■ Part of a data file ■

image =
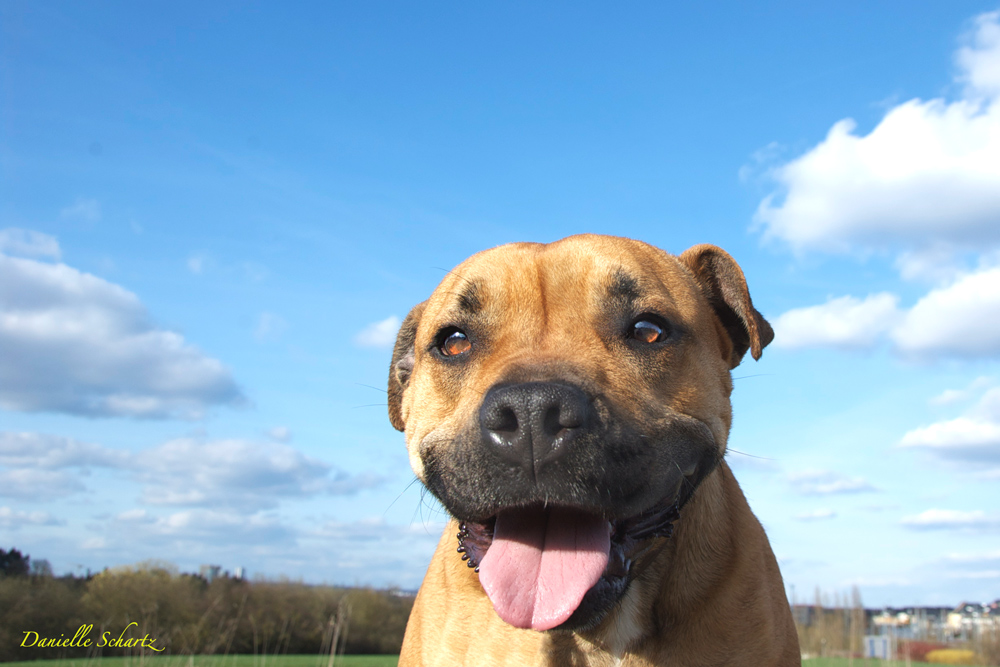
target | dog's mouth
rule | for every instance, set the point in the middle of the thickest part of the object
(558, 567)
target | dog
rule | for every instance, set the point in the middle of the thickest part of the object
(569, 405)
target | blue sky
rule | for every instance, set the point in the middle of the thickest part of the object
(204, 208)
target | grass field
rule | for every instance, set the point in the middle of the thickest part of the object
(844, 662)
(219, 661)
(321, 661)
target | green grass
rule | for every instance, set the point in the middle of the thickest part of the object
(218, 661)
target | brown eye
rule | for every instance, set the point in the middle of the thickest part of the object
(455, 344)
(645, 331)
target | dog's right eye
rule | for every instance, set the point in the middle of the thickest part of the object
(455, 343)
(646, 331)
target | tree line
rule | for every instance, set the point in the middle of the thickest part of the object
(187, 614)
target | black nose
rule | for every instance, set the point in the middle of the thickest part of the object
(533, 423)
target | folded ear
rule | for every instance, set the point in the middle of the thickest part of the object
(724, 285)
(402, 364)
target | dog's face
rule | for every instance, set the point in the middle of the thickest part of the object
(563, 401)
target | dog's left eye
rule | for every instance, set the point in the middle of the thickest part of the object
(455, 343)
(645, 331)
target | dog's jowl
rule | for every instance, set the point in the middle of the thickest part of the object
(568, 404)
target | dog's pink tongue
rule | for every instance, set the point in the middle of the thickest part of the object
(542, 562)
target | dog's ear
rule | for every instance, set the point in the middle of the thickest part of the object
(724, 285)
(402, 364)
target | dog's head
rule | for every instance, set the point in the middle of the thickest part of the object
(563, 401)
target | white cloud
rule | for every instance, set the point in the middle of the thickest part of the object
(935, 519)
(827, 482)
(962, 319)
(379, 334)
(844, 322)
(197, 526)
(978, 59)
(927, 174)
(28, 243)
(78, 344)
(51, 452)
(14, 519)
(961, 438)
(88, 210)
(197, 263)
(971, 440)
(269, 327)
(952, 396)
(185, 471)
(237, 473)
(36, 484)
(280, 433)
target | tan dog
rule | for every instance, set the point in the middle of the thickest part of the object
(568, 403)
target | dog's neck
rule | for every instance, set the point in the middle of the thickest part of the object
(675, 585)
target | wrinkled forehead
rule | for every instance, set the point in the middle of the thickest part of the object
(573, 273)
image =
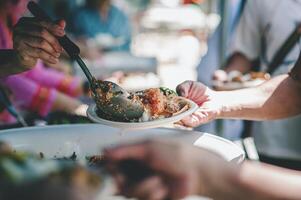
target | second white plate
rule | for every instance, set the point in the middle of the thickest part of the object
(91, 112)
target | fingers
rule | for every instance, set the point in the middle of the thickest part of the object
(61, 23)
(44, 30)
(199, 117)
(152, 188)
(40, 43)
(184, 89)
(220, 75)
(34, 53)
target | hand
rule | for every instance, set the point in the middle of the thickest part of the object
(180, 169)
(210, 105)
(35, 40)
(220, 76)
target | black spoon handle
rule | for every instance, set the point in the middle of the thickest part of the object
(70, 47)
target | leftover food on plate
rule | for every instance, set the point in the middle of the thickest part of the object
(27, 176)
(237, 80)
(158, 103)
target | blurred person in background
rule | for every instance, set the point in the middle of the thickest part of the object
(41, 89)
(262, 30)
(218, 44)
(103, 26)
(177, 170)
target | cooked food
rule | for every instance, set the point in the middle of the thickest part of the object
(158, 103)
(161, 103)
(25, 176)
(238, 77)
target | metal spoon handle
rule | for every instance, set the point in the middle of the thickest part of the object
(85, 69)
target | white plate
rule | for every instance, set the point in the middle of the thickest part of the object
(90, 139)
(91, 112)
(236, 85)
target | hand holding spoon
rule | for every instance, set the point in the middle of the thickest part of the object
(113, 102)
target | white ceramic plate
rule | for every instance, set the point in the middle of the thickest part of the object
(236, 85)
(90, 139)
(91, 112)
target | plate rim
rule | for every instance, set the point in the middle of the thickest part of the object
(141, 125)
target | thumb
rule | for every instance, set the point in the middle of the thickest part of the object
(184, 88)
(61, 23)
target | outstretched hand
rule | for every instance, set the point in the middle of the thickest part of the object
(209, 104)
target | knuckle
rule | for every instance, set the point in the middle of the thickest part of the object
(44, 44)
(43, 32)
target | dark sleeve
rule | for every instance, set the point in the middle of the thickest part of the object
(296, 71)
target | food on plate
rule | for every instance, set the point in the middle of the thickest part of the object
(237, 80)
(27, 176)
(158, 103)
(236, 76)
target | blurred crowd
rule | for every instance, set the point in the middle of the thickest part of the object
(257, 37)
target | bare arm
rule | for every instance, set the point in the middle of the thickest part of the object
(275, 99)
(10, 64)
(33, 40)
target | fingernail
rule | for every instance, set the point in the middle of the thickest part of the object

■ What you should do ■
Copy the material word for word, starting with the line that contains "target | white ceramic plate" and continuing through the end of the material. Include that first line and the final line.

■ Correct answer ■
target | white ceramic plate
rule | for every instance, set the point in the middle of the thickest part of the object
(236, 85)
(90, 139)
(91, 112)
target | plate rim
rule | for every instance, set the point in the middle of the thickest part of the object
(141, 125)
target | thumb
rule | for every instance, set the point in the middle of the thickest part of the object
(184, 88)
(61, 23)
target | outstretched hand
rule | for every instance, set the point in the middle of the thickest part of the object
(209, 104)
target | knuckle
rule | for every instance, set the point in the middle of the thickest part of the object
(44, 44)
(43, 32)
target | dark sleeve
rule | for every instance, set the point in the middle of the thickest part of the object
(296, 71)
target | food on plate
rule | for every instance, set the point in the middle of the thickest part of the object
(237, 80)
(27, 176)
(158, 103)
(236, 76)
target | blurred crowd
rule | for every instance, set the point in the middle of the thickest part of the object
(257, 37)
target | bare arm
rule | for every instance, set the point in the middle of the thickest part of the object
(275, 99)
(10, 64)
(33, 40)
target | fingernail
rule | for every instance, set the point in the middle of the thickest part of the object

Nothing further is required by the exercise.